Actions to take
- A) Using the Etherpad ticket, decide whether each of these statements agrees with it: (i) the new VM will be named etherpad1003, (ii) the VM request asks for 2GB of memory, (iii) the requested disk size is 10GB. Answer yes or no for each and quote the words of the ticket that settle it.
- B) In the records, swap "outline" for "polygon" from the line with "query: the noun phrase to segment: grey" to the line with "[[[89,480],[87,497],[144,497],[170,494],[169,473],[149,473]]]". Leave everything else unchanged and return only those lines.

Page MenuHomePhabricator

create bullseye VM for Etherpad upgrade (and upgrade it to 1.8.16)
Closed, ResolvedPublic

Description

We want to upgrade Etherpad but know that for that we also have to upgrade the distro version.

So this is about creating a VM for etherpad with Debian bullseye.

Since the current server is etherpad1002, this will be etherpad1003.

Turning this into an official request by pasting generated VM request ticket part from [https://wikitech.wikimedia.org/wiki/SRE/SRE_Team_requests#Virtual_machine_requests_(Production)]

We will follow the previous request for etherpad1002 which was T243475.

After that we can follow T224580 for the actual Etherpad upgrade and do it here or make a new ticket.


Cloud VPS Project Tested: n/a
Site/Location: eqiad
Number of systems: 1
Service: etherpad
Networking Requirements: internal
Processor Requirements: 1
Memory: 1GB
Disks: 15GB (used to be 10 but as Moritz has said on other tickets we should not cause problems my making VMs too small either)
Other Requirements: -

Event Timeline

Dzahn changed the task status from Open to In Progress.Jan 31 2022, 8:03 PM
Dzahn triaged this task as Medium priority.
Dzahn added a project: Wikimedia-Etherpad.
Dzahn added a subscriber: akosiaris.
dzahn@cumin1001:~$ sudo cookbook sre.ganeti.makevm --vcpus 1 --memory 1 --disk 15 --network private eqiad_C etherpad1003
Ready to create Ganeti VM etherpad1003.eqiad.wmnet in the ganeti01.svc.eqiad.wmnet cluster on row C with 1 vCPUs, 1GB of RAM, 15GB of disk in the private network.

..

START - Cookbook sre.ganeti.makevm for new host etherpad1003.eqiad.wmnet
Allocated IPv4 10.64.32.181/22
Set DNS name of IP 10.64.32.181/22 to etherpad1003.eqiad.wmnet
Allocated IPv6 2620:0:861:103:10:64:32:181/64 with DNS name etherpad1003.eqiad.wmnet
..

Data extract
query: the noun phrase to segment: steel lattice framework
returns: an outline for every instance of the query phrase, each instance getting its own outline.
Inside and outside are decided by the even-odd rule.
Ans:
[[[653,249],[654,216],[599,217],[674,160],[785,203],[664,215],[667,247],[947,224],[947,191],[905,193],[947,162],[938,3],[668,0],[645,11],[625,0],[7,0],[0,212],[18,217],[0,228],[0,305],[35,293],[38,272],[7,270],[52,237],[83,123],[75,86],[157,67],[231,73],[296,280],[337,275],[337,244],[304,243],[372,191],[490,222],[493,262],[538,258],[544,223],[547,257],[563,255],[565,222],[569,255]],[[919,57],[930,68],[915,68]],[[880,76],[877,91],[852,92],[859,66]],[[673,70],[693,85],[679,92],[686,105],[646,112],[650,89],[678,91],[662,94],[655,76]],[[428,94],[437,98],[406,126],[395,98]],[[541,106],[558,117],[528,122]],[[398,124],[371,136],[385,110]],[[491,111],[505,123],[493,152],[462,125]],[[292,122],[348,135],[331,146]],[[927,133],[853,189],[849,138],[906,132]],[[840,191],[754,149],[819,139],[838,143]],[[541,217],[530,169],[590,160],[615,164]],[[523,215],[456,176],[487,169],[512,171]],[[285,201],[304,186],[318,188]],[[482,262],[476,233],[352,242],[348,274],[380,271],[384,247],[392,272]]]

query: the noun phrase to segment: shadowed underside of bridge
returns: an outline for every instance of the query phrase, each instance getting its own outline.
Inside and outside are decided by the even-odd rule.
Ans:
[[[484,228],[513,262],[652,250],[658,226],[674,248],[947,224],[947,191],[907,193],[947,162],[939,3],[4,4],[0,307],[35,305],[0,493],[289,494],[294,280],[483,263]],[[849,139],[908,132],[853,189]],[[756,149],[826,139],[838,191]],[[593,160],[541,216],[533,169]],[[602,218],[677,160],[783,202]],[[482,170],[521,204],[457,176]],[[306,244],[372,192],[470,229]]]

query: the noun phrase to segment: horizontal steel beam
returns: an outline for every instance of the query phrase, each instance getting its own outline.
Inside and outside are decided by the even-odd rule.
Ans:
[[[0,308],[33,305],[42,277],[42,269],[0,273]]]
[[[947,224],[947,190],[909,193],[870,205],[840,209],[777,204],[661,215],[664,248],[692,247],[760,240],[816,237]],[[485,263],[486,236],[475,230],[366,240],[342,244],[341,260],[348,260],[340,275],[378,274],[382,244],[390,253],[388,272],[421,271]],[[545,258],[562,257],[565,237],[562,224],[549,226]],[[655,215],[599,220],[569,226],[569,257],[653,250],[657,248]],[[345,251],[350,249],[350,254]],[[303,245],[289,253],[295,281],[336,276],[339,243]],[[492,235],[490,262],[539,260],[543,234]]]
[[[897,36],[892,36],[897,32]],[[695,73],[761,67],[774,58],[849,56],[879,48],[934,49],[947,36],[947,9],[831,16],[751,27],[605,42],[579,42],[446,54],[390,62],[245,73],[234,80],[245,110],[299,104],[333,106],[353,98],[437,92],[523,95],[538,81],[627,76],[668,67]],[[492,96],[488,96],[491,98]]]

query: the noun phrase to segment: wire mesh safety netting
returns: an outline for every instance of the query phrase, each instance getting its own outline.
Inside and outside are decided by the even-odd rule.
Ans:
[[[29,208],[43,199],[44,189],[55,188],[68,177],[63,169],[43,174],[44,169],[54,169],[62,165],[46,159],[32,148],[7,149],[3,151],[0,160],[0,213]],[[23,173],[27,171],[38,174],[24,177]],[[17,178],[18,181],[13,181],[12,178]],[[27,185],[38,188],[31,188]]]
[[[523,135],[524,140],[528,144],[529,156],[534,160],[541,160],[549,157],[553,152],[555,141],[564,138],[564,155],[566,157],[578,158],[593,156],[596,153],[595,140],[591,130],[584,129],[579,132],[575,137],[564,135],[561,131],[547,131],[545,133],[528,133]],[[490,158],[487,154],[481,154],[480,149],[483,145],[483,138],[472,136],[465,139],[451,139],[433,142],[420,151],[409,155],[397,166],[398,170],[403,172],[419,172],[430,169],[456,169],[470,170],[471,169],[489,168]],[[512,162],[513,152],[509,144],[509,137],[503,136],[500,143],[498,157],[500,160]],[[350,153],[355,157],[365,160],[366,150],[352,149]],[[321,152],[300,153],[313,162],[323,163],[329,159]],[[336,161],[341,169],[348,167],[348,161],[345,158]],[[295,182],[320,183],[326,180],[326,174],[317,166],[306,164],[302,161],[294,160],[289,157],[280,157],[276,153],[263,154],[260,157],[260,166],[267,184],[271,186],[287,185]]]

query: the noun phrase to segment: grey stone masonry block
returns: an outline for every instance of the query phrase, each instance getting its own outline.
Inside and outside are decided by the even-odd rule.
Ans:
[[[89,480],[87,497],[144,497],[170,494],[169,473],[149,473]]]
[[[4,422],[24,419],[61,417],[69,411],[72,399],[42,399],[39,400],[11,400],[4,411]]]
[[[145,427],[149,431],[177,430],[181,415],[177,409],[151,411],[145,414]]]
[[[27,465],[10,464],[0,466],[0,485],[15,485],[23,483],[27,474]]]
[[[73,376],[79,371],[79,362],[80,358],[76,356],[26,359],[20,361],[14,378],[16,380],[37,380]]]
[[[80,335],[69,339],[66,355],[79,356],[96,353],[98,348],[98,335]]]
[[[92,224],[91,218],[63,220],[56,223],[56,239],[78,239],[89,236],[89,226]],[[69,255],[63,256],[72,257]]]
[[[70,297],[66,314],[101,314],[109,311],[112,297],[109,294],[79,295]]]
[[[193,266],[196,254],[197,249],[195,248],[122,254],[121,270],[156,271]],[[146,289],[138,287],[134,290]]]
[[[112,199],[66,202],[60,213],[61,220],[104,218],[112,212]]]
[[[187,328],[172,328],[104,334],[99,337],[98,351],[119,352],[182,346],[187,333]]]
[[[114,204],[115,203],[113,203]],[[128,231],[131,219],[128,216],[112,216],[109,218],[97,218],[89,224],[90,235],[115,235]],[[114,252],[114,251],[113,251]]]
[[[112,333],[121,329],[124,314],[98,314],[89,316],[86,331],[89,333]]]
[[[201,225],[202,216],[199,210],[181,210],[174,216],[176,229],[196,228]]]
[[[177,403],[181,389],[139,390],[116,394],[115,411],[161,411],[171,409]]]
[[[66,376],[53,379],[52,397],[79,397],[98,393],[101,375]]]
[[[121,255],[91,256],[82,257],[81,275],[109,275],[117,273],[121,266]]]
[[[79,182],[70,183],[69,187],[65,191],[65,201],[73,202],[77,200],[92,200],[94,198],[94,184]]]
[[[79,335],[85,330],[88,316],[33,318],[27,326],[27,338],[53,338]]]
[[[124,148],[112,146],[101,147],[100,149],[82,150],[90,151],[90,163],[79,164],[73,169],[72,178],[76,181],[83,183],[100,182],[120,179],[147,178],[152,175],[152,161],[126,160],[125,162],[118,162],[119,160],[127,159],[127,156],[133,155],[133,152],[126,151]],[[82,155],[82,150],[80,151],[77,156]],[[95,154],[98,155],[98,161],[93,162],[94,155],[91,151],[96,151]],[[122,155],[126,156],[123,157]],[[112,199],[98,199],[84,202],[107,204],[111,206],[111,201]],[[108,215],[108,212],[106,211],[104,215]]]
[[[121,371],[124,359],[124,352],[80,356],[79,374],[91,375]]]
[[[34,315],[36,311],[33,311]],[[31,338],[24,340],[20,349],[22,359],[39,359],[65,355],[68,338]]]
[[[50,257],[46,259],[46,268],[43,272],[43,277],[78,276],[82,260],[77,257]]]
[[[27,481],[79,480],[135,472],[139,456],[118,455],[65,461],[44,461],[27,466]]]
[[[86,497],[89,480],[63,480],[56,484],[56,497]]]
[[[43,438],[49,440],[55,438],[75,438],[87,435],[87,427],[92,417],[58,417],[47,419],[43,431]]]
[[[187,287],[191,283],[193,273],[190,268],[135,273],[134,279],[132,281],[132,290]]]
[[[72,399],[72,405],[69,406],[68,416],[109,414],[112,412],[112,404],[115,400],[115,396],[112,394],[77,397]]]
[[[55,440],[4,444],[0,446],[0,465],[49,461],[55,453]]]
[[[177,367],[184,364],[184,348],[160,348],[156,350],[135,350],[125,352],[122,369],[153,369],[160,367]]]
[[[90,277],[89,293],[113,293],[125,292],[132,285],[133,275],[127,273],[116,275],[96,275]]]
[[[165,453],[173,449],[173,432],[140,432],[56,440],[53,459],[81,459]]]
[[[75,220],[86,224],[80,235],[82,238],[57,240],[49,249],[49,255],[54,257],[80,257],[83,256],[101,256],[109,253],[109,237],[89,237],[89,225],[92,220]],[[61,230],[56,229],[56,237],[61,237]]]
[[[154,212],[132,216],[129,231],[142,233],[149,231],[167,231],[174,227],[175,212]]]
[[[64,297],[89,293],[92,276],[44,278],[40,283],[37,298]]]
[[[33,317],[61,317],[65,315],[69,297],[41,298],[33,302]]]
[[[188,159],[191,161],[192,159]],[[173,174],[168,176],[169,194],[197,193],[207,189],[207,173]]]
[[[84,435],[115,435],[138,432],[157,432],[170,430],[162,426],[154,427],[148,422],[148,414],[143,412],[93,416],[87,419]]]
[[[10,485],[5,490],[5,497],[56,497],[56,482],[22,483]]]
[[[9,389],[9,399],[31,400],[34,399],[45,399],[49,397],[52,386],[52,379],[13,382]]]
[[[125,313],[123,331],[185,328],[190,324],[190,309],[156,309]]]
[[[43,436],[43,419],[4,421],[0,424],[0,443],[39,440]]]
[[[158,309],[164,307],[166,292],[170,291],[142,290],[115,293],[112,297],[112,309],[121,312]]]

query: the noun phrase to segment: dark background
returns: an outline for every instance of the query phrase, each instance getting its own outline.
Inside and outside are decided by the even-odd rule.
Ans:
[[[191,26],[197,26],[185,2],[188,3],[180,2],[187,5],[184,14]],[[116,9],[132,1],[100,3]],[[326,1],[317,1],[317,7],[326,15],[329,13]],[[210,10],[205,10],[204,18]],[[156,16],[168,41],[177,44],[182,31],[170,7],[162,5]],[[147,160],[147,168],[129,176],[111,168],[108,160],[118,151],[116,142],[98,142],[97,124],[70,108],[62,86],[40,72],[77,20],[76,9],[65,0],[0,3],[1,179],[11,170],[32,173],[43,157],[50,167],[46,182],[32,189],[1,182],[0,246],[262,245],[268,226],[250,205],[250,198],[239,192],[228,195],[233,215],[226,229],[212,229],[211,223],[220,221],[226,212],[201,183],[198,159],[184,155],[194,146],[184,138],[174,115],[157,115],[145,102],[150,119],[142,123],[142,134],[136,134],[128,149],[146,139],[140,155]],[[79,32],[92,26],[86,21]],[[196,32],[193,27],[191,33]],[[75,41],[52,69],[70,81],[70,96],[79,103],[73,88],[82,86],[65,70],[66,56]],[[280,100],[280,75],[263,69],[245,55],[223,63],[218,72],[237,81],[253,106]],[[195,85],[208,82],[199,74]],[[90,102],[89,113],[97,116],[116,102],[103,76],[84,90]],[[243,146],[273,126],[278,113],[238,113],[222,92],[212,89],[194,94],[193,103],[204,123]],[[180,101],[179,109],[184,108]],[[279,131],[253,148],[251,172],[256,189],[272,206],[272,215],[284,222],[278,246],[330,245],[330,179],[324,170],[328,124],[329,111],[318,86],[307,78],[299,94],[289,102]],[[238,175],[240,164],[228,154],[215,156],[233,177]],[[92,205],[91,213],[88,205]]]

Solutions to the tasks
- A)
(i) Yes: "Since the current server is etherpad1002, this will be etherpad1003."
(ii) No: "Memory: 1GB"
(iii) No: "Disks: 15GB (used to be 10 but as Moritz has said on other tickets we should not cause problems my making VMs too small either)"

- B)
query: the noun phrase to segment: grey stone masonry block
returns: an polygon for every instance of the query phrase, each instance getting its own polygon.
Inside and outside are decided by the even-odd rule.
Ans:
[[[89,480],[87,497],[144,497],[170,494],[169,473],[149,473]]]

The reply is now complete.